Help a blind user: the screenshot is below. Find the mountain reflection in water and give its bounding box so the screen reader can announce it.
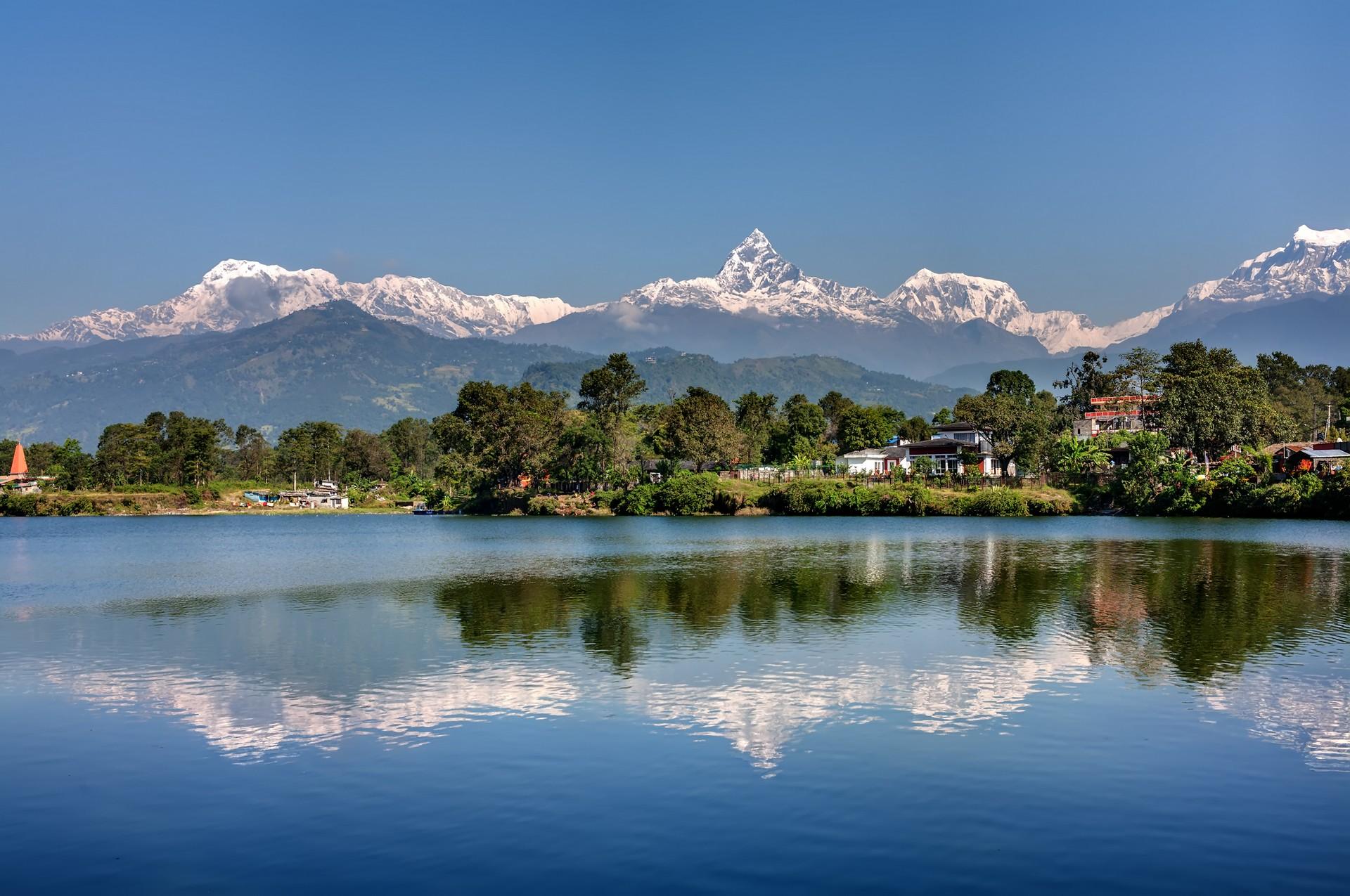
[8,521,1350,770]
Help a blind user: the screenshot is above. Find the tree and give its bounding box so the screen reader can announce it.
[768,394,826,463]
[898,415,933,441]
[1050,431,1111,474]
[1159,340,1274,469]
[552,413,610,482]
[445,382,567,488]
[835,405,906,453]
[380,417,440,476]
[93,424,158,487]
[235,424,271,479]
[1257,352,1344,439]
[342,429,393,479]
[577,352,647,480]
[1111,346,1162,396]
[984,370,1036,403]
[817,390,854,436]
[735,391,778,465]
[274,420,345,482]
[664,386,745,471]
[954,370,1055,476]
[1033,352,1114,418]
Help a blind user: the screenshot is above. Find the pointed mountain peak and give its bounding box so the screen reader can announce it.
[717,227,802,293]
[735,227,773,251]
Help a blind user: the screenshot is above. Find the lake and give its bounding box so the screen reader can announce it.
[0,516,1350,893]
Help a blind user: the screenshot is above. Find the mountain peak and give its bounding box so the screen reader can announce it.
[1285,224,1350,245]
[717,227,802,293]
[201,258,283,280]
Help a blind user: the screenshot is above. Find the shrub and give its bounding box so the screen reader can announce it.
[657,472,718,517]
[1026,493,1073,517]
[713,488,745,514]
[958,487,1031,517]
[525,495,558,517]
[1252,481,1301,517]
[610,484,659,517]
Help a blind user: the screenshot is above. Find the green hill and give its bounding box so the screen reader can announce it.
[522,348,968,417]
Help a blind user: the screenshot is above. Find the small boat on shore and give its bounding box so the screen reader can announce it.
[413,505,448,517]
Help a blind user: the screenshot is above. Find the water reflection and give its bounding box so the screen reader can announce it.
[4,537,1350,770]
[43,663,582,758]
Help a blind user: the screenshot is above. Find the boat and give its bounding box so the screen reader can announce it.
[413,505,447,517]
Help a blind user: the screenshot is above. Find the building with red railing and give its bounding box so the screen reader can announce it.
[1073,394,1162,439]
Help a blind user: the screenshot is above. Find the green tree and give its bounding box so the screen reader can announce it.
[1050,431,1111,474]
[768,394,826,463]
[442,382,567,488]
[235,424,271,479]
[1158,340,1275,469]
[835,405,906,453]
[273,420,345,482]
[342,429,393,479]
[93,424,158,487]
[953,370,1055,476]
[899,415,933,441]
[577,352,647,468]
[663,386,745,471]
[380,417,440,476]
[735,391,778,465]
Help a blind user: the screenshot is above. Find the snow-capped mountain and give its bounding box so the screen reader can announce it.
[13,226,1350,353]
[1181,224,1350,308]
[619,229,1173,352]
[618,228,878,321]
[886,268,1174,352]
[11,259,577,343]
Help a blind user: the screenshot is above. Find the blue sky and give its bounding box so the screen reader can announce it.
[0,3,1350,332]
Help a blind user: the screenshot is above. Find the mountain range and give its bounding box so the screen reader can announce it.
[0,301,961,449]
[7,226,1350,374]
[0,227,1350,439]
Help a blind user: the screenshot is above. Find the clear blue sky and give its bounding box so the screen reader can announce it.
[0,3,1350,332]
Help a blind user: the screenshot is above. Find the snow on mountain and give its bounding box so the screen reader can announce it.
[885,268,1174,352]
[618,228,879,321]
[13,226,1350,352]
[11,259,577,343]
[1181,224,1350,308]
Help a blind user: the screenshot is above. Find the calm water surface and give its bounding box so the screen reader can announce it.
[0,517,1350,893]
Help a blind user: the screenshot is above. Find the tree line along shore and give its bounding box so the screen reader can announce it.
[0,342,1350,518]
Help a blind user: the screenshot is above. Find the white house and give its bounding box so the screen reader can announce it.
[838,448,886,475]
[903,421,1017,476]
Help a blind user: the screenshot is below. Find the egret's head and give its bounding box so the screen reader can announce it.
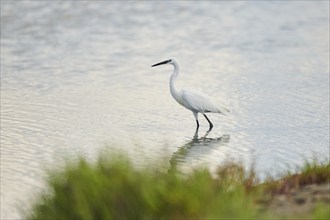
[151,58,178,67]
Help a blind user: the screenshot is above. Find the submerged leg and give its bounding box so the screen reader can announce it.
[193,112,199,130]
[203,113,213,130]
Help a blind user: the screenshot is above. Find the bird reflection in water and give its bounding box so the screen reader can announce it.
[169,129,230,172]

════

◆ Your instructions ◆
Update all of the data above by replacing "screen reader" with "voice assistant" wherever it occurs, leaving every other part unchanged. Omit the pictures from the reproduced lines.

◆ Exercise solution ◆
Help a blind user: the screenshot is below. Find the mountain reflection in water and give its bounding box so the voice assistant can announce it.
[8,521,1350,770]
Help a blind user: the screenshot is above. Find the tree and give its bounding box so the voice assistant can announce it.
[768,394,826,463]
[898,415,933,441]
[1050,431,1111,474]
[1159,340,1274,469]
[552,413,610,482]
[445,382,567,488]
[835,405,906,453]
[380,417,440,476]
[93,424,158,487]
[235,424,271,479]
[1257,352,1344,439]
[342,429,393,479]
[577,352,647,480]
[1111,346,1162,396]
[984,370,1036,403]
[817,390,854,436]
[735,391,778,465]
[274,420,345,482]
[664,386,745,471]
[954,370,1055,476]
[1033,352,1114,418]
Help a blind user: the screenshot is above. Find the pointed mountain peak and give its bounding box so the voice assistant can announce it.
[717,227,802,293]
[735,227,773,251]
Help a blind user: the screenshot is above. Find the lake and give its bounding box so the voice assistant can announce it.
[0,516,1350,893]
Help a blind user: the screenshot is above. Find the mountain peak and give its bounding box so the voice assistant can announce it.
[1285,224,1350,245]
[717,227,802,293]
[201,258,283,280]
Help a blind user: the screenshot is above. Find the shrub and give its bounding box so the voice assistant can announce it.
[657,472,718,517]
[1026,493,1073,517]
[713,488,745,514]
[958,487,1031,517]
[525,495,558,517]
[1252,481,1301,517]
[610,484,659,517]
Help a blind user: the screenshot is above. Find the green hill and give its bounding box so the voice assistant can announce it.
[522,348,968,417]
Help a blind user: the screenshot is above. Find the small boat on shore and give its bounding box so the voice assistant can announce it.
[413,505,448,517]
Help a blind user: the screenshot is above. Find the water reflection and give its bounding box so the voice assistant can announce it.
[4,537,1350,770]
[43,663,582,758]
Help a blind user: the screenshot is above. Find the boat and give its bounding box so the voice assistant can announce it.
[413,505,447,517]
Help a blind user: the screenshot is above. Find the building with red railing and give its bounding box so the voice assistant can announce it.
[1073,394,1162,439]
Help a blind user: the screenshot is above. Find the green tree and give its bounding box so the voice assistant can announce it.
[1050,431,1111,474]
[768,394,826,463]
[442,382,567,488]
[235,424,271,479]
[1158,340,1275,469]
[835,405,906,453]
[273,420,345,482]
[342,429,393,479]
[93,424,158,487]
[953,370,1055,476]
[899,415,933,441]
[577,352,647,468]
[663,386,745,471]
[380,417,440,476]
[735,391,778,465]
Help a blind user: the screenshot is above. Find the snow-capped mountain and give its bounding box so the voice assistant can announce it.
[13,226,1350,353]
[1181,224,1350,308]
[619,229,1173,352]
[618,228,878,321]
[886,268,1174,352]
[11,259,577,343]
Help a blind user: the screenshot is above. Find the blue sky and give its bounding box so the voice assistant can announce it.
[0,3,1350,332]
Help a blind user: the screenshot is above. Find the mountain range and give its bounding box so the voice assistant can announce it.
[0,301,961,449]
[7,226,1350,374]
[0,227,1350,439]
Help a blind user: the screenshot is above. Find the clear blue sky and give its bounding box so the voice assistant can announce it.
[0,3,1350,332]
Help a blind user: the screenshot is above. Find the snow on mountain and give its bounding box so the voice assistant can announce it.
[885,268,1174,352]
[618,228,879,321]
[13,226,1350,352]
[11,259,577,343]
[1181,224,1350,308]
Help a blind user: the screenshot is above. Find the calm water surface and give its bounding box so the voice assistant can announce it.
[0,517,1350,893]
Help a blind user: the screenshot is above. Find the tree line along shore and give its bounding box so the voice assistant can announce it.
[0,342,1350,518]
Help a blind user: the screenshot is above. Find the white house and give its bounding box so the voice assistant can announce it.
[838,448,886,475]
[903,421,1017,476]
Help a blind user: the screenshot is below. Find the egret's head and give its bounding box so the voice assistant can announce it.
[151,58,178,67]
Help a blind user: the screenshot is above. Find the submerged leg and give its bounding box so the voice assistant can announce it.
[193,112,199,130]
[203,113,213,130]
Help a blind user: the screenshot is above. Find the bird reflection in water and give its bounding box so the voice assistant can announce it.
[169,129,230,172]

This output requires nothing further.